Grocery delivery platform Dunzo has cut the company’s workforce by 30%, laying off about 300 employees. The company also got funding of $ 75 million from existing investors. These moves may help the delivery platform become profitable before its initial public offering in 2025.
Dunzo informed the company employees about the layoffs in a town hall on April 5. It said it was looking at a pivot in business strategy to achieve profitability ahead of the planned initial public offering.
In January, Dunzo’s CEO, Kabeer Biswas, said that the company was looking at organizational changes and re-organization that can affect employees.
Dunzo also laid off employees in January
In January this year, Dunzo laid off 3% of its workforce because of restructuring.
Kabeer Biswas, co-founder and chief executive officer of the company, said that as they scale from 10 to 100, they are learning how to redefine business processes. He said any decision that impacts people is difficult and will always be their last option. But, they had to part ways with 3% of their team strength.
According to the information available on LinkedIn, the company had about 3,000 employees at that time. This meant that the startup had cut around 90 employees. However, Dunzo did not disclose how many employees it had laid off.
However, CEO Kabeer Biswas further said that whatever the numbers are, these are the employees who build their careers with Dunzo, and he said that it is sad to have talented colleagues leave them. They extend the best support possible to help these employees during this transition.
The company raised $ 240 million in January 2022 in a funding round that Reliance Retail Ventures Ltd led. This also saw other investors participate. The event included Lightbox and Lightrock. This was at a post-money conservative valuation of dollars 800 million. The company wanted to raise another $ 250 million to 300 million to help with its expansion plans and fund its quick commerce business.
In the financial year 2022, the company lost about ₹464 crores from ₹229 crores in the previous fiscal year. Its operating revenue rose to ₹54.3 crores from ₹25.1 crores in the financial year 2021.
Kabeer Biswas said in an interview last year that the company initially had planned for a public listing in 2023 but now allows for more time for its quick commerce business to get better and mature before going public. Its quick commerce category is getting built in the next 2 or 3 years.
Over the past many months, about 17,000 people lost their jobs. This is because Indian startups cut their workforce to become profitable. Besides Dunzo, other companies also announced massive layoffs. For example, Mohalla Tech Pvt. Ltd (ShareChat’s parent firm). It fired around 20 per cent of its employees, giving reasons as external macro factors. Similarly, Rebel Foods (a Cloud kitchen brand), which operates several other brands like Behrouz Biryani, Faasos, Oven Story, and the edtech unicorn Lead School, has recently sacked several employees.
About Delivery Platform Dunzo
Dunzo is an Indian grocery delivery platform that delivers groceries and essentials like fruits, meat, vegetables, food, pet supplies, and medicines in major cities.

Saved data entries
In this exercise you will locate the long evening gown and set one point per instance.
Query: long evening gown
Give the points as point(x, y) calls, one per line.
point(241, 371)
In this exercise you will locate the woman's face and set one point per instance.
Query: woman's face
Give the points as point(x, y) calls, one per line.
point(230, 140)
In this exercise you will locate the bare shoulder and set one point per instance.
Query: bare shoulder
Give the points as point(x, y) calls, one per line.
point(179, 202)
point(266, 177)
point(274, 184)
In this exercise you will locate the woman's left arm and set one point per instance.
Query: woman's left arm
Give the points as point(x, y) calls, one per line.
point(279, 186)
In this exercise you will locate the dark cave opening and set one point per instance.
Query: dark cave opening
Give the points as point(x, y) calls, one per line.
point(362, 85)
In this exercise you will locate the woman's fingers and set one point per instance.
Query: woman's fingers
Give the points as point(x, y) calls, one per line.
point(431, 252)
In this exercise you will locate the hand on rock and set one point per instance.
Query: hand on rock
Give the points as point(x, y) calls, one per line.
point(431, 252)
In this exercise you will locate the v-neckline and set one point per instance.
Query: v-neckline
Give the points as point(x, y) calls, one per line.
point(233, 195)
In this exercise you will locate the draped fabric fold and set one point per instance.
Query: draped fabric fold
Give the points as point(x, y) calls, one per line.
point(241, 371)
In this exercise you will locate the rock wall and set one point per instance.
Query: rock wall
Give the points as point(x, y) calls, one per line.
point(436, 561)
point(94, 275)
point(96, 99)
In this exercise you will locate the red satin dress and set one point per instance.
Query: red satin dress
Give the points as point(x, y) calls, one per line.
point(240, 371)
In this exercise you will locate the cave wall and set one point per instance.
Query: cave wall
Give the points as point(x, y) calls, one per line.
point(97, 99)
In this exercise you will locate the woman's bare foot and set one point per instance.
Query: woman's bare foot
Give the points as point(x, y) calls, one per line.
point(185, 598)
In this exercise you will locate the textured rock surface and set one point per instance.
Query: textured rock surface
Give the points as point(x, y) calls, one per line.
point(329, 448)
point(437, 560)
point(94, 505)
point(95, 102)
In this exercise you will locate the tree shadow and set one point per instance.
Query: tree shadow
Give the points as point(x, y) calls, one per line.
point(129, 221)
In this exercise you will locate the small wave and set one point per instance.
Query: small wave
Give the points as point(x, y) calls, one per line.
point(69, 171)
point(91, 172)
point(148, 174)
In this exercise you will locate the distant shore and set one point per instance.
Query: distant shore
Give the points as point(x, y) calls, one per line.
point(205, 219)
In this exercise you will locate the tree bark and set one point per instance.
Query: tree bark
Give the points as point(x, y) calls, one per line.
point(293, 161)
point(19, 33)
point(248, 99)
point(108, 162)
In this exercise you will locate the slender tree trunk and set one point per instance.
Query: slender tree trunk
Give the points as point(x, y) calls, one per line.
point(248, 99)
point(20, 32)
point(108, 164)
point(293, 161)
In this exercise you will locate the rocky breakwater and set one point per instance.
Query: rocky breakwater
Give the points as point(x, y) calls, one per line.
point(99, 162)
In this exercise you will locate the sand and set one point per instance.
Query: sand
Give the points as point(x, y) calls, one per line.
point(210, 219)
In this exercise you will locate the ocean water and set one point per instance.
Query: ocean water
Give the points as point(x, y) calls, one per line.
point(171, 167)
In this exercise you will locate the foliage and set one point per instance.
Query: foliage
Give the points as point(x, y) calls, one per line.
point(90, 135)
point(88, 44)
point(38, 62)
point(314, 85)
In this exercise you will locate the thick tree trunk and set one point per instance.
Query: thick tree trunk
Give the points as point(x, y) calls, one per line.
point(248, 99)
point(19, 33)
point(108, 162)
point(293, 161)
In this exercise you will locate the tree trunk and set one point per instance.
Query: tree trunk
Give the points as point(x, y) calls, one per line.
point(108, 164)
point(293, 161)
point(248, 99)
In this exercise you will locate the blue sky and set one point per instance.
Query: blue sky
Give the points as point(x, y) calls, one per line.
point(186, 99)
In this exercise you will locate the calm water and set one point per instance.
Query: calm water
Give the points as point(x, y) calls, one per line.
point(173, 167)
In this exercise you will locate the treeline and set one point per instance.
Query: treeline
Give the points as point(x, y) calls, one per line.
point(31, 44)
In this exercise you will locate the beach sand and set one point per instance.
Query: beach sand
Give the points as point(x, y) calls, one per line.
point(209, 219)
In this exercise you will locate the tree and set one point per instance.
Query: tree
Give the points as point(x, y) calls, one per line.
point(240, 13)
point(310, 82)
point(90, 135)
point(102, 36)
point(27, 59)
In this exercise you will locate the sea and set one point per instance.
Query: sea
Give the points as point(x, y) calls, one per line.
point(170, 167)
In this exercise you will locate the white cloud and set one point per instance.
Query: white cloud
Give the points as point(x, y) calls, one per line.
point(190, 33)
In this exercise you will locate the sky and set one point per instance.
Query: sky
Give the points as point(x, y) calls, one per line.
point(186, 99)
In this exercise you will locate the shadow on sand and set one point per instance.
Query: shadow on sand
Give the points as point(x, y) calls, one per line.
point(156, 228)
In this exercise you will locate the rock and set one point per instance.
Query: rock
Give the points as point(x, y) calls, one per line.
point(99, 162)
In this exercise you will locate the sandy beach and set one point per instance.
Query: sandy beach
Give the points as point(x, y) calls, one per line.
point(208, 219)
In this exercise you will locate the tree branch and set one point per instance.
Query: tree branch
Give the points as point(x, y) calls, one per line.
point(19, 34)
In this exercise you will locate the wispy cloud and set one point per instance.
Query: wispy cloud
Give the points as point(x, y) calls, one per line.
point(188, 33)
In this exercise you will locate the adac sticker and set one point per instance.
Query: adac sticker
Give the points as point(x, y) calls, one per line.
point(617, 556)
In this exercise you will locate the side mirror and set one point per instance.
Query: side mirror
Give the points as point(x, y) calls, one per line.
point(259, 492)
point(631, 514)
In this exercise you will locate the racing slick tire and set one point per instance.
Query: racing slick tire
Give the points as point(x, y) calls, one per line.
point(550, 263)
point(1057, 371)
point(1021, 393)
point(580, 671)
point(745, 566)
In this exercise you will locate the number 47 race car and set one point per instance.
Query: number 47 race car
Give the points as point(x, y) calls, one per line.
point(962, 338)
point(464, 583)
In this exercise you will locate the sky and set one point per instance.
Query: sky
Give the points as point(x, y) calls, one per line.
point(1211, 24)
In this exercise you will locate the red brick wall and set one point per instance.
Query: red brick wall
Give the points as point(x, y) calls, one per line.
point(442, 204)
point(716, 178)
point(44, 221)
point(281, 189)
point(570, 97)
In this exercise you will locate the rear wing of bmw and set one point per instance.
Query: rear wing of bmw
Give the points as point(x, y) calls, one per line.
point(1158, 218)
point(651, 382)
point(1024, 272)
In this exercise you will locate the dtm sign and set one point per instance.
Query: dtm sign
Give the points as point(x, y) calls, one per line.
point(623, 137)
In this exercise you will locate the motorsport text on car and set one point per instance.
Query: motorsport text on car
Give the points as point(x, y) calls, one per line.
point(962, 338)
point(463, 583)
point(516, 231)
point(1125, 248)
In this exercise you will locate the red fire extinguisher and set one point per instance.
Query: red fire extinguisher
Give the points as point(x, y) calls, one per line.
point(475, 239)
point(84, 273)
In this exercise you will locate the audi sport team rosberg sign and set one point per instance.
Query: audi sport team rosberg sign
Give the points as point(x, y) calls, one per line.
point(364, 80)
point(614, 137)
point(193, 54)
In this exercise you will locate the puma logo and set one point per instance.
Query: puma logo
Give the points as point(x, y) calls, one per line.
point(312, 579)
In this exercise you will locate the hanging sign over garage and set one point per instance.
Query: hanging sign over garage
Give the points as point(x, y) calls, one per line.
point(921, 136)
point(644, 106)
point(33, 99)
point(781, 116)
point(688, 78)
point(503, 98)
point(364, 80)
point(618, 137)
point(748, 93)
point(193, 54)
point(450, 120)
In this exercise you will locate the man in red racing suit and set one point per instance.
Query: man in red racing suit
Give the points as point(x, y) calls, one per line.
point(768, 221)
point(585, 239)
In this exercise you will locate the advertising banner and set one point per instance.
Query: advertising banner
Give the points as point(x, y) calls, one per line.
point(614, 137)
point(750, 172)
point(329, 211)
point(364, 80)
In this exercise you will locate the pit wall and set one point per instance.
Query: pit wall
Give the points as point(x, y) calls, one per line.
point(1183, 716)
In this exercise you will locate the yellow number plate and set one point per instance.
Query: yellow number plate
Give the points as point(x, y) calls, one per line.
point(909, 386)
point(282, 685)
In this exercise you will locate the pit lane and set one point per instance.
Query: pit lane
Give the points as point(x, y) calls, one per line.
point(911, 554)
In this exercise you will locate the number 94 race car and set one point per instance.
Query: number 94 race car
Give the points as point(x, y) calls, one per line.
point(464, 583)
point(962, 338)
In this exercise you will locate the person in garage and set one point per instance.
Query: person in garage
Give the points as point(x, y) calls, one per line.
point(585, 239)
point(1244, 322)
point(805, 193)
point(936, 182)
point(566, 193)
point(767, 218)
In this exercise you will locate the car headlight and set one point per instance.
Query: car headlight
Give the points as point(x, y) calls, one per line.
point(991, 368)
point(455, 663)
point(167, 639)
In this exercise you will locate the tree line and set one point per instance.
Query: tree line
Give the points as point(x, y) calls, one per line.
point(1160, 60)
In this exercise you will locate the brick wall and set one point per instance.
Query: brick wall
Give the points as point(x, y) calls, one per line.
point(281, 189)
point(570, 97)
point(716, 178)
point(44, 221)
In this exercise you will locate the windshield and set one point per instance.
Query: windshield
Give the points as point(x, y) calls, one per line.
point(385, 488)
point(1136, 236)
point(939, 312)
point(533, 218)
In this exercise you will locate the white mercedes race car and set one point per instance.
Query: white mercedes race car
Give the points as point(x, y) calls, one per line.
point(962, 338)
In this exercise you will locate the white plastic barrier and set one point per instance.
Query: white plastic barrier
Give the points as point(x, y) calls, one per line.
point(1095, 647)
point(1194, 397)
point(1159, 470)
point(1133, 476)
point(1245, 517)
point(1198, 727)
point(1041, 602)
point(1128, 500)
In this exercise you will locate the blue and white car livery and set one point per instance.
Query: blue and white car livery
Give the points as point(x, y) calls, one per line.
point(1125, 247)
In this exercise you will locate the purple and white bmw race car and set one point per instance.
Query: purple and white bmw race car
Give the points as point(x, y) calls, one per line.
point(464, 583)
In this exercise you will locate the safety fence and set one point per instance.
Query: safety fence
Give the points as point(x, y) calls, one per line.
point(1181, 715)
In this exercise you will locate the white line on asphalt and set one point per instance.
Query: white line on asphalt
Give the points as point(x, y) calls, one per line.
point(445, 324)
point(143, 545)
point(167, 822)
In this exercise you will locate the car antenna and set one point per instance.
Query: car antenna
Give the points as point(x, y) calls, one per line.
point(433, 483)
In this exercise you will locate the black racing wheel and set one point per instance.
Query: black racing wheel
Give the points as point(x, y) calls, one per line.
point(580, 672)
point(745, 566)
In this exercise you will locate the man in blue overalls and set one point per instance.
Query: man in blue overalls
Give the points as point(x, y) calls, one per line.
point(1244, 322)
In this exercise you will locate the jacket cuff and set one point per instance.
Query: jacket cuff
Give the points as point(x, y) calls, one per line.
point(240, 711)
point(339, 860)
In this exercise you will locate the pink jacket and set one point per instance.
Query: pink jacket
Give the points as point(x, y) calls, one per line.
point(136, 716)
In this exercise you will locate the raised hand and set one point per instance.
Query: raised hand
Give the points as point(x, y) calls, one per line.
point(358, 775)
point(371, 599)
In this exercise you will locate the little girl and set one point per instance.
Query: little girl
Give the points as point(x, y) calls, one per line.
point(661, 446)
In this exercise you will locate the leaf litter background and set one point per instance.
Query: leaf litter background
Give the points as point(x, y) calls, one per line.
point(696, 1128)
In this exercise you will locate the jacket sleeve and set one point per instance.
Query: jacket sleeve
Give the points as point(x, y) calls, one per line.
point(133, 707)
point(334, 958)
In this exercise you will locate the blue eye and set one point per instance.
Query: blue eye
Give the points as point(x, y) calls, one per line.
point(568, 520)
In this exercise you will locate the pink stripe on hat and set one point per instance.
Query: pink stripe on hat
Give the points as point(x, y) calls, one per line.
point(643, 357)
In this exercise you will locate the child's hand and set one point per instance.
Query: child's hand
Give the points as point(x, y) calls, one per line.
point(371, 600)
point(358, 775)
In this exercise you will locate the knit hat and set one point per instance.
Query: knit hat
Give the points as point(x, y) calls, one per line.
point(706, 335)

Required tasks
1. According to the article on Dunzo's layoffs, which essentials does the platform deliver?
2. Could you restate the part of the Dunzo article that opens with the words "Dunzo informed the" and closes with "initial public offering.", putting "staff meeting" in place of "town hall"?

Exercise answers
1. Fruits, meat, vegetables, food, pet supplies, and medicines.

2.
Dunzo informed the company employees about the layoffs in a staff meeting on April 5. It said it was looking at a pivot in business strategy to achieve profitability ahead of the planned initial public offering.